**Exercise requirements:** Count the lines of the listing below that contain the string "blue", matching case exactly, and give only that number.

**Raw records:**

============

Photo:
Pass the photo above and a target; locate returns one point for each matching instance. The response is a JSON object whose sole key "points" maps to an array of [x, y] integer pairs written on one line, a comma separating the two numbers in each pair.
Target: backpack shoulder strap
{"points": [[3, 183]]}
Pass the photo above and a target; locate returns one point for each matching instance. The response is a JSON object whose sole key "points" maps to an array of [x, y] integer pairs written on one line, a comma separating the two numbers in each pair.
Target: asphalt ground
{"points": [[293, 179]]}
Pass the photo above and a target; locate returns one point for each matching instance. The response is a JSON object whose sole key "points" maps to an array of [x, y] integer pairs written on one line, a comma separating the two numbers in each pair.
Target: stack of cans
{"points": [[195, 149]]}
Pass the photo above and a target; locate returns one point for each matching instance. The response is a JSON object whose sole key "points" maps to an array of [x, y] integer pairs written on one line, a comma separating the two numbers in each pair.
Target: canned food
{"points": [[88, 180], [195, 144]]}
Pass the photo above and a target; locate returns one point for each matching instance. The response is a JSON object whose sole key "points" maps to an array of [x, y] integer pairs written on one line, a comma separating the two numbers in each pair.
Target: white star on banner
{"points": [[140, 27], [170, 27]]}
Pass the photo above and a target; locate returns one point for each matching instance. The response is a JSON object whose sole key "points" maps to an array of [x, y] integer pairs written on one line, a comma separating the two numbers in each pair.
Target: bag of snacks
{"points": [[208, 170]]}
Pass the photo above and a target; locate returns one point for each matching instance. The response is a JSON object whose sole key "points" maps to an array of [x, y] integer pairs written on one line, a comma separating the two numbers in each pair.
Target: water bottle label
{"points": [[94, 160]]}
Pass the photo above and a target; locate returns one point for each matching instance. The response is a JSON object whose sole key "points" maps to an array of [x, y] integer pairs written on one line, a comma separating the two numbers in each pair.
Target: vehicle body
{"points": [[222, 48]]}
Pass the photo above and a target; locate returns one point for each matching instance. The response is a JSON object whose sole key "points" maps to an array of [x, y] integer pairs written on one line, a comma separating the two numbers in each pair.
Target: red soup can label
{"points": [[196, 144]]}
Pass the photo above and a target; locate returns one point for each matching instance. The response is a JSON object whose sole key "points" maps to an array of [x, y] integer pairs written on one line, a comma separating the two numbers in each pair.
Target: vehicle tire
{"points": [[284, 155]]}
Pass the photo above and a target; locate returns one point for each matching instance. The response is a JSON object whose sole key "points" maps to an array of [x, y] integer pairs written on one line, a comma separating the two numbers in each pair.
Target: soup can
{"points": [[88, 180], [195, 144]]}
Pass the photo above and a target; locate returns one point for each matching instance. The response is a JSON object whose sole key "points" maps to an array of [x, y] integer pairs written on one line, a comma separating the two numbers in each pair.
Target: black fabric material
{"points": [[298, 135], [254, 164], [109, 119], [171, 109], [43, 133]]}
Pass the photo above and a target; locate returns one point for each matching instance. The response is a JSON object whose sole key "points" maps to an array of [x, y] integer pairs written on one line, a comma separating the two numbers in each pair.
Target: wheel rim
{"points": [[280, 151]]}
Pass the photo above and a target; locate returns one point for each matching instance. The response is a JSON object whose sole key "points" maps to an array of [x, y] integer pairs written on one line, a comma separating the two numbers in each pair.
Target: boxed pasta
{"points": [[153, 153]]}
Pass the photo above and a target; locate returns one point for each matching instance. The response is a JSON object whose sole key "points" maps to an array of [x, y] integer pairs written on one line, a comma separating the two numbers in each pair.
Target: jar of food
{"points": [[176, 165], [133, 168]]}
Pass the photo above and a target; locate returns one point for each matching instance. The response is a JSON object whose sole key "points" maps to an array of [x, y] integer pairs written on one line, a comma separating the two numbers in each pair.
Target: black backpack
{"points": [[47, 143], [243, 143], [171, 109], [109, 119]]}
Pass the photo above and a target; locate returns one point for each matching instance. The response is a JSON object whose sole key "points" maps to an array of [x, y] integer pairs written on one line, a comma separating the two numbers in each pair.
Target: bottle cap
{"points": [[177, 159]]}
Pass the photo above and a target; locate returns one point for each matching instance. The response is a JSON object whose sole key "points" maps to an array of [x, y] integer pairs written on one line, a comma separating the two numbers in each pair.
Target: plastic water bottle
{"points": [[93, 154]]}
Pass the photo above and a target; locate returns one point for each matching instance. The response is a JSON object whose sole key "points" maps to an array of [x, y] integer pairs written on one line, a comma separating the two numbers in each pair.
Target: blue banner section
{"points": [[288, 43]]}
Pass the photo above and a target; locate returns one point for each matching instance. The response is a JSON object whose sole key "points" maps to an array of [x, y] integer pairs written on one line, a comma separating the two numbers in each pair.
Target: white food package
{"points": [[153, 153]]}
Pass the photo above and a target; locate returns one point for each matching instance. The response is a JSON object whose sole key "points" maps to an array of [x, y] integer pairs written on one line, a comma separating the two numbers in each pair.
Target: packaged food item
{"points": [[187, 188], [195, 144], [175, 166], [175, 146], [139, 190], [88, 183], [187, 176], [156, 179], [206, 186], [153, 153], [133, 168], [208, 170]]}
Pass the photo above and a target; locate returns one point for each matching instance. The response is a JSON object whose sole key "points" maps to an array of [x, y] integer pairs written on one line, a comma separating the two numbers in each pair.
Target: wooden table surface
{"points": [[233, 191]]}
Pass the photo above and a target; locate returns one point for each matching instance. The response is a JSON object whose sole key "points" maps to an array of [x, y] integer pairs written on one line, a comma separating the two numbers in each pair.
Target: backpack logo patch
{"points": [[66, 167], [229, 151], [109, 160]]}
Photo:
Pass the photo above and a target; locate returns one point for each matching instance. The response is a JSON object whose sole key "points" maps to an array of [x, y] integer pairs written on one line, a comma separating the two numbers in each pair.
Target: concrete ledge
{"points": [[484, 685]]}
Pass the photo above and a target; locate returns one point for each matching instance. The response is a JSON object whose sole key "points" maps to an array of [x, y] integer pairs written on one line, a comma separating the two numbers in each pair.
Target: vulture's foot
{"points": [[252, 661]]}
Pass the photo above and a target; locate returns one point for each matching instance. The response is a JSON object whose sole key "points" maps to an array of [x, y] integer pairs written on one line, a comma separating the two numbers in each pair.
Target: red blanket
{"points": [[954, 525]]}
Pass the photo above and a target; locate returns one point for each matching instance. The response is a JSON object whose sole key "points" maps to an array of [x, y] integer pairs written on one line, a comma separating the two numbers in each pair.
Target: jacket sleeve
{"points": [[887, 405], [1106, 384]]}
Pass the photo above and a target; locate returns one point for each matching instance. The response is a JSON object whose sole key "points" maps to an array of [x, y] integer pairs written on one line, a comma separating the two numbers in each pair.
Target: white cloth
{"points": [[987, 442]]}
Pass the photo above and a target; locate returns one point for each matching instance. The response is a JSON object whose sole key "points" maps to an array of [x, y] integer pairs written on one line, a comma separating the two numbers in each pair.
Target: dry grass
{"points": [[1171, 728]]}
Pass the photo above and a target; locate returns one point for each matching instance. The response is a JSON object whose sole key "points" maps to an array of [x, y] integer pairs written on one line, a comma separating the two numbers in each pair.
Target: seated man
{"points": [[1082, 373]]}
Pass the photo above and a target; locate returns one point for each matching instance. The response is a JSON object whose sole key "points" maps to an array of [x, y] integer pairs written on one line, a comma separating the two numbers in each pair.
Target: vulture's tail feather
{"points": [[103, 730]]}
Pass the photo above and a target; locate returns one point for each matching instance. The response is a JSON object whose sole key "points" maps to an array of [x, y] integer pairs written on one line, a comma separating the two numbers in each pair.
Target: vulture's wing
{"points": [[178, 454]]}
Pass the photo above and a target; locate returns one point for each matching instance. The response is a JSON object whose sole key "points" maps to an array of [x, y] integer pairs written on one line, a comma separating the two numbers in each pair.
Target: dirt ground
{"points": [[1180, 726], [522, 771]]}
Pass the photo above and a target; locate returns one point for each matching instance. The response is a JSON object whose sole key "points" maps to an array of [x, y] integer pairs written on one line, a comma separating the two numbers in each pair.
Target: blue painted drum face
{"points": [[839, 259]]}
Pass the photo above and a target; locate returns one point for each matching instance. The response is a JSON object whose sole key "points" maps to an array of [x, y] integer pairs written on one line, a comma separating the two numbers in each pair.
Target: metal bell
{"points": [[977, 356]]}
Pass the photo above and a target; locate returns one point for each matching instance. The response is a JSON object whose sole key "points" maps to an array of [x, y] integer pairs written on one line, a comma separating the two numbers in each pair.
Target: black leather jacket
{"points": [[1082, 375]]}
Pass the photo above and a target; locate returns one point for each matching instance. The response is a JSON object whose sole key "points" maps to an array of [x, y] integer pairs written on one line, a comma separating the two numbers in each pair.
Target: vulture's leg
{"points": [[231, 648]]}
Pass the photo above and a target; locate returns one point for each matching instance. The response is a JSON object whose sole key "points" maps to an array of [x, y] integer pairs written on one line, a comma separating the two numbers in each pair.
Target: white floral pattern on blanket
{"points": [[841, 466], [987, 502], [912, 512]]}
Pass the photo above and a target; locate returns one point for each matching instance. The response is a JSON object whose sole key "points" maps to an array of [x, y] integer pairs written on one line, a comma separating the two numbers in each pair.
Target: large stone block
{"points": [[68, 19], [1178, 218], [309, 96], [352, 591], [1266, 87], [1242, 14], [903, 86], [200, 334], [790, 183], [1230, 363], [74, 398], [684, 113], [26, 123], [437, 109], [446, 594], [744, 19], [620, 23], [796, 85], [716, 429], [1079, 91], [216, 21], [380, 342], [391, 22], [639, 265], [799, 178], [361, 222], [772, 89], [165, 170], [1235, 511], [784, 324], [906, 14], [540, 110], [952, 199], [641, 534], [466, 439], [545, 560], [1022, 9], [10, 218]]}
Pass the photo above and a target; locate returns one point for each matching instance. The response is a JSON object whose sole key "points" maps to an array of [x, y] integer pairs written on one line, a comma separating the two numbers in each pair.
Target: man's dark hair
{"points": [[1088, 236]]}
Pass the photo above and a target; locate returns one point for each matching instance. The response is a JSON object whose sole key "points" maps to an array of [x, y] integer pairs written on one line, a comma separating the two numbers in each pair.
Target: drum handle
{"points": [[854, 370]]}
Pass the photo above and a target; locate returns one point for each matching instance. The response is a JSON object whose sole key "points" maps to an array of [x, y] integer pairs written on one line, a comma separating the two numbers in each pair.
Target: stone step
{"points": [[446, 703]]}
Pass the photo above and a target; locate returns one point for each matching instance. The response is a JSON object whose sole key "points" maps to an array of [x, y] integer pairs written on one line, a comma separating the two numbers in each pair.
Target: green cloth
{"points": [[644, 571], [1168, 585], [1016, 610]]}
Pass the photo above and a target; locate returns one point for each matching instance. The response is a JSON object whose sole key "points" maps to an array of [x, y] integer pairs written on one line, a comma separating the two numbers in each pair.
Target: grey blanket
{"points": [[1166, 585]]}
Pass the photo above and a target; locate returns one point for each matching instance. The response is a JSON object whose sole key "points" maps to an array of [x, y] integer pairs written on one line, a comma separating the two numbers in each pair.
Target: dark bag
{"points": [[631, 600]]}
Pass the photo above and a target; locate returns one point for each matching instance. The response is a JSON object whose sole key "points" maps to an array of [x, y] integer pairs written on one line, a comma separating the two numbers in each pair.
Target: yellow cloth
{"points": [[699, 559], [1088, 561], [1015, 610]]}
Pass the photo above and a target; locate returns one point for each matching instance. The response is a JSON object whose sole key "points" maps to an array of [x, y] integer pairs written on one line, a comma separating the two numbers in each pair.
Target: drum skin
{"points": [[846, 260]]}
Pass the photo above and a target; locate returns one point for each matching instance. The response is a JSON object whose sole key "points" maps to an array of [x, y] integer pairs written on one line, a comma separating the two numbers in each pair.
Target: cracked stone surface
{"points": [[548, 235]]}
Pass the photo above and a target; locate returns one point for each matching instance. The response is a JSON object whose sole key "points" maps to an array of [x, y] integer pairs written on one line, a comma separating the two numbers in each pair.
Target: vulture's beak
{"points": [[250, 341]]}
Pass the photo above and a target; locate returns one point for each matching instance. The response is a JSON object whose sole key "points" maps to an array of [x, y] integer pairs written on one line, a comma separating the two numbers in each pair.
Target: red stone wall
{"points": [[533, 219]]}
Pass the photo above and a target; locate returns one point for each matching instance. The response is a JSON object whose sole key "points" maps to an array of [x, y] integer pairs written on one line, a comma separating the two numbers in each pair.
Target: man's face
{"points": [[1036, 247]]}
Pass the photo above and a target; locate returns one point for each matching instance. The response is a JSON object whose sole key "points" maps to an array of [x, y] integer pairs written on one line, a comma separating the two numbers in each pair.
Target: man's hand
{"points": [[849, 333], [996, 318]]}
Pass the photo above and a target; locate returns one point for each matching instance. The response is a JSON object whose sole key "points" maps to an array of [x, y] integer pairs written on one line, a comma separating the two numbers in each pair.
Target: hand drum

============

**In response:** 2